With this rapid rise in data, Google wanted to reinvent something that serves their use case. They came up with their own filesystem and released a paper on the Google File System (GFS) in 2003.

Unlike traditional file systems, GFS was engineered to handle files ranging from gigabytes to terabytes in size, support concurrent access by thousands of clients, and withstand frequent hardware failures inherent in data centers. This blog delves into the technical architecture, design philosophy, and operational mechanics of GFS, providing a comprehensive exploration of its inner workings.

According to Google:

The Google File System is a scalable distributed file system for large distributed data-intensive applications. It provides fault tolerance while running on inexpensive commodity hardware, and it delivers high aggregate performance to a large number of clients.

Before diving into the details, it would make sense to understand what a distributed file system (DFS) is and why we need one.

A Distributed File System (DFS), not the search algorithm that we learn in graphs, is a system where data is stored across multiple computers but appears to the user as a single unified storage. Unlike a local file system on a personal computer, a DFS allows access to files from different machines over a network using authentication credentials.

You can argue, but why do we even need a distributed file system? To answer it, think of it this way: A modern personal computer usually comes with how much disk space? 1TB? But what if we are a video editor and we have so much data that it exceeds the disk space? One viable solution would be to use an external hard disk, but that comes with risks. What if the hard disk fails? All our data will be lost. This is where distributed file systems come in. They offer several advantages:

Scalability: A single machine has limited storage capacity, whereas DFS allows you to store and manage massive amounts of data by distributing it across multiple machines. One machine might contain all your gaming data, while another might contain all your 50GB study materials. If your data grows, new storage nodes can be added without disrupting existing operations.

☆ ☆ ☆

## Task requirements
Continue the passage on the Google File System and distributed file systems, starting after its final sentence.

## Record set
☆ ☆ ☆

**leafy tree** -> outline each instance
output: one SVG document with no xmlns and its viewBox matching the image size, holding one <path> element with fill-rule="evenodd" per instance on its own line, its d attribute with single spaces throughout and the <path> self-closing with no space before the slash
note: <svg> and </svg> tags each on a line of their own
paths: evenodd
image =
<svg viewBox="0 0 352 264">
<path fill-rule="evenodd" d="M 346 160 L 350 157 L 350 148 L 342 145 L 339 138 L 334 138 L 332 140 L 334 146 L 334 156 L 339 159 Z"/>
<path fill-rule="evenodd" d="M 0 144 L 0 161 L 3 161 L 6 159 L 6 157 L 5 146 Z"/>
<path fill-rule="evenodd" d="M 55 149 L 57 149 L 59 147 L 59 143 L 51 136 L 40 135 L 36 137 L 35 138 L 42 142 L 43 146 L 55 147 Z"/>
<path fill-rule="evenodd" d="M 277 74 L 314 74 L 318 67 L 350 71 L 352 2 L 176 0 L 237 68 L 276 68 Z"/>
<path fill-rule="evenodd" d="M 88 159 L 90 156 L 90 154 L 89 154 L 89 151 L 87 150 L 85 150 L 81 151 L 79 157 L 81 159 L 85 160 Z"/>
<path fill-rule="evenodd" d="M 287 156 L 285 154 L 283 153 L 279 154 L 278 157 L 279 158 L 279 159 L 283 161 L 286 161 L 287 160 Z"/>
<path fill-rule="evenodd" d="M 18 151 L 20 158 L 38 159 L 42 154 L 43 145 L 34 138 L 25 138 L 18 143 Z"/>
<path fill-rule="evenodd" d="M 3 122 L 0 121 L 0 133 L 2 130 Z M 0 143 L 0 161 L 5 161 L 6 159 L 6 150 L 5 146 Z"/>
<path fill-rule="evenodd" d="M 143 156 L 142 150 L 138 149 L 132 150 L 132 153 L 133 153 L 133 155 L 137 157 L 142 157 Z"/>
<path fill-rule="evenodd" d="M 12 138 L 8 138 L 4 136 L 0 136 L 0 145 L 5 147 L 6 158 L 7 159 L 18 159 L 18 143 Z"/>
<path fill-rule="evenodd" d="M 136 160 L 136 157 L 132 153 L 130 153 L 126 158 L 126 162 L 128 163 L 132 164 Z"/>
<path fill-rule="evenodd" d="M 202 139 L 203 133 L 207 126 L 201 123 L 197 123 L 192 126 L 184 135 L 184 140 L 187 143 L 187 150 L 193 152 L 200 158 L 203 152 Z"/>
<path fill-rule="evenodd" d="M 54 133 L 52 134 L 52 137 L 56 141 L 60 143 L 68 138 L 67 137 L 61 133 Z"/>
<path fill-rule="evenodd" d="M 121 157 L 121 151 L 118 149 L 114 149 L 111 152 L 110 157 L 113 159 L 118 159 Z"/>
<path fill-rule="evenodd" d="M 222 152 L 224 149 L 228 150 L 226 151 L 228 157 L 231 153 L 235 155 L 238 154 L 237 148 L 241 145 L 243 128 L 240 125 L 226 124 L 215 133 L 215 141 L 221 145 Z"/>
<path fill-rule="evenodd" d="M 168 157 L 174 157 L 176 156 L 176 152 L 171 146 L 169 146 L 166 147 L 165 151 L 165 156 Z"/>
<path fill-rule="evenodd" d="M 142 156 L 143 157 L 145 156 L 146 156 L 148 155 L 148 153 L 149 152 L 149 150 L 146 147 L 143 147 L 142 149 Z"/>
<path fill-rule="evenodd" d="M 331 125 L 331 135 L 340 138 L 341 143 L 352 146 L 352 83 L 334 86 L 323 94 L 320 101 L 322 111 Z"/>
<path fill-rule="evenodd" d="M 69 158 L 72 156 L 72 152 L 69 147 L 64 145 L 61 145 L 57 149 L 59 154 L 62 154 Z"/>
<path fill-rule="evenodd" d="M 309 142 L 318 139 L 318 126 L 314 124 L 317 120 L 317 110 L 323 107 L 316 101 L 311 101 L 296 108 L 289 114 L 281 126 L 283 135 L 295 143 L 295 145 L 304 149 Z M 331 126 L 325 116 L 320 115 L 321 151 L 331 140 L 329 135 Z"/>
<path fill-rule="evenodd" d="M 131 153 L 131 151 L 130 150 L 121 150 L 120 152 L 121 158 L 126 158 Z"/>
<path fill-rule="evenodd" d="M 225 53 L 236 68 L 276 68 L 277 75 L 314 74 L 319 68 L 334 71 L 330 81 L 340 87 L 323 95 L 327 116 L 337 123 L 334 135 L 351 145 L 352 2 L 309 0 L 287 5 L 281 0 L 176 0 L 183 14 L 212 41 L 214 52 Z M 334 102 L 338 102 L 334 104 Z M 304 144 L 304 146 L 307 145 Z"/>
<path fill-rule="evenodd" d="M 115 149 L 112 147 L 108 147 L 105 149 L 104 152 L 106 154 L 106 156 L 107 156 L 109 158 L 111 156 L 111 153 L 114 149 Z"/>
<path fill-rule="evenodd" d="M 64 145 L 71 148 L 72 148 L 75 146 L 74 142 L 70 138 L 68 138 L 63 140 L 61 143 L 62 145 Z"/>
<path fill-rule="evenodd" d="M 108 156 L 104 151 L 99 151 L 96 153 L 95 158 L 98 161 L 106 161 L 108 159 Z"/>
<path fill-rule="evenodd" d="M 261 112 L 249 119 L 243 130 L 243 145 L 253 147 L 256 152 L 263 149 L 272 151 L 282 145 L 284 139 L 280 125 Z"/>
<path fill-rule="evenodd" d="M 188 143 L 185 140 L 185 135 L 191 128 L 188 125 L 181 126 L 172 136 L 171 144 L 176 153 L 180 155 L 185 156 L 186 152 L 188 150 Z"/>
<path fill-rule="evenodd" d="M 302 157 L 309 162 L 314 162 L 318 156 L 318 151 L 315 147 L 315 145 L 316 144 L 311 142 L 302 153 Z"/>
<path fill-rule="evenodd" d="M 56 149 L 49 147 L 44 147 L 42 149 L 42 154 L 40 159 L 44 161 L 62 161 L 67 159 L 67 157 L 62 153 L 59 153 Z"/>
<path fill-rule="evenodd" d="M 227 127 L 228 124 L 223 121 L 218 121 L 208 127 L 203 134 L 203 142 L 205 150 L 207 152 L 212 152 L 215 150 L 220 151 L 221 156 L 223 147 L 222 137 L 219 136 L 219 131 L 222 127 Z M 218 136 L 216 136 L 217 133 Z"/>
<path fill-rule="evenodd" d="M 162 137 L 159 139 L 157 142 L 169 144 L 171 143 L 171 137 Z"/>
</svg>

☆ ☆ ☆

## Reply
Fault Tolerance & High Availability: No matter how expensive our hardware is, hardware failures are inevitable. If all our precious data is stored on a single machine and it crashes, we lose access to the data. DFS replicates data across multiple machines, ensuring that even if one machine fails, the data remains accessible.
Performance Optimization: Instead of a single machine handling all our read/write requests, DFS distributes the workload across multiple nodes. This improves throughput and reduces latency, making large-scale applications more efficient.
Data Sharing & Collaboration: Say we created a masterpiece and want to share it with a group of people. One solution would be to share the same hard drive on which we have stored it with multiple people one by one. You can see how problematic this might become. Other users can see other contents present on the disk. While there are solutions to avoid this, you get the idea. In DFS, multiple users and applications can access and update the same files concurrently, making collaboration seamless.
Security: DFS allows authentication and authorization mechanisms to control who can read, write, or modify files. Sensitive data can be encrypted and stored securely.

Overview

Enough of all the context, now let's see how Google File System provides us all the functionalities. While GFS shares the majority of the specifics of a previously distributed file system, they have favored certain choices and design principles that suit their own need for scaling and application workloads.

Let's start by explaining a few terms that have been heavily used in the paper. After that, we will understand how these interact with each other, the complete flow, and how the design choices have influenced the scale.

Master Server
Chunk Servers
Clients

Master Server

Let's start with the Master. It is the brain of GFS. Think of the master as the one who keeps all the information about which file is present on what machine. Since it is a distributed file system, there has to be a mapping of the files to the chunks, and the chunks to the machines, or else how will one know which file is present where in this vast sea of the internet? A better term for this would be the coordinator or manager since it manages metadata (file-to-chunk mappings, chunk locations, access control).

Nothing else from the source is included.